Start of RECORDS FOR THIS EXERCISE

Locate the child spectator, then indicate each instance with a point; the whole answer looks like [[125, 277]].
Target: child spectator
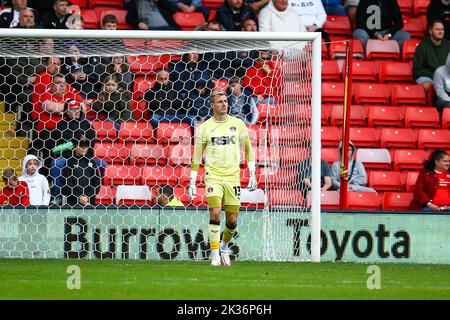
[[81, 176], [432, 189], [165, 197], [242, 102], [357, 178], [15, 192], [113, 102], [38, 185]]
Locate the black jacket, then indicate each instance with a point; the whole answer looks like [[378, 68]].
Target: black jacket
[[439, 11], [391, 17], [81, 176]]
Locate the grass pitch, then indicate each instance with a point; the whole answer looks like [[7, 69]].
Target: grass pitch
[[176, 280]]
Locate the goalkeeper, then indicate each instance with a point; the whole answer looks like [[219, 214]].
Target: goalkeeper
[[221, 139]]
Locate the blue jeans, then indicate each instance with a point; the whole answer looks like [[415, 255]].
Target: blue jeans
[[400, 36], [56, 168]]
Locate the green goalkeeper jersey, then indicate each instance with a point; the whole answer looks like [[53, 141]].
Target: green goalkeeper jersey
[[222, 142]]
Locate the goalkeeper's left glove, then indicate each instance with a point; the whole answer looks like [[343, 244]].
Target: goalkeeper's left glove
[[252, 184]]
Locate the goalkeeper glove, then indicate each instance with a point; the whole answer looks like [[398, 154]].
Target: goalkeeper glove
[[252, 184], [192, 190]]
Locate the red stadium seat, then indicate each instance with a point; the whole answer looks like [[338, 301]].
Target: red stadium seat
[[364, 70], [405, 6], [173, 133], [111, 152], [330, 136], [408, 94], [338, 26], [189, 20], [422, 117], [395, 71], [136, 131], [398, 138], [120, 15], [90, 19], [433, 138], [386, 181], [143, 153], [409, 159], [379, 49], [180, 154], [397, 201], [373, 93], [384, 116], [409, 48], [104, 129], [158, 175], [121, 174], [277, 198], [106, 195], [133, 195], [363, 200], [332, 92], [374, 158], [330, 71], [330, 155], [338, 50], [364, 137], [414, 26], [420, 7], [446, 118], [357, 116]]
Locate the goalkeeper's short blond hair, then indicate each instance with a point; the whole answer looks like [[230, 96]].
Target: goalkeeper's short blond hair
[[217, 93]]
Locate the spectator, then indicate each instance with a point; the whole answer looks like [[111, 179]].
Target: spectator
[[430, 54], [146, 15], [81, 176], [357, 178], [37, 184], [83, 73], [334, 7], [241, 101], [351, 7], [440, 10], [432, 189], [109, 22], [257, 5], [58, 18], [113, 102], [172, 6], [15, 192], [74, 127], [441, 80], [10, 17], [233, 13], [305, 172], [164, 102], [264, 77], [165, 197], [118, 67], [391, 22], [312, 15]]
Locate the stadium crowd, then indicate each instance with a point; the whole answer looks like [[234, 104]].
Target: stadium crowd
[[58, 98]]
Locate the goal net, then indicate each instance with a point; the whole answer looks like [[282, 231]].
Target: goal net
[[97, 141]]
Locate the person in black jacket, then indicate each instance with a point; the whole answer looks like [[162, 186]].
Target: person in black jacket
[[164, 102], [383, 23], [233, 13], [81, 176], [58, 18], [440, 10]]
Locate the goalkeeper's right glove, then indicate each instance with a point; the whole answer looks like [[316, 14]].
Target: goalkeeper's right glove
[[192, 190]]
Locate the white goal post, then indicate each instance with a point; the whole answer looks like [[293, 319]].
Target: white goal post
[[218, 37]]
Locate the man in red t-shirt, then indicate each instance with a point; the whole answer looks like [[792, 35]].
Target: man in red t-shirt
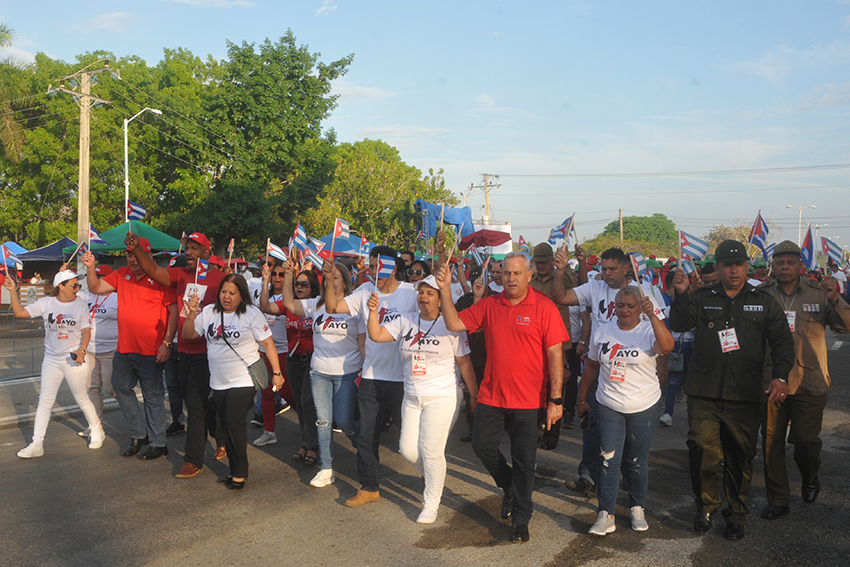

End of RECORDS FOR THIS EXERCISE

**TRY IT**
The word "shirt" may appear in several lines of the data; copy every line where it does.

**TASK SOLUTION**
Locate the man in red t-shirt, then indicate each instance with a point; the whole answer looks like [[792, 35]].
Target: man in red t-shirt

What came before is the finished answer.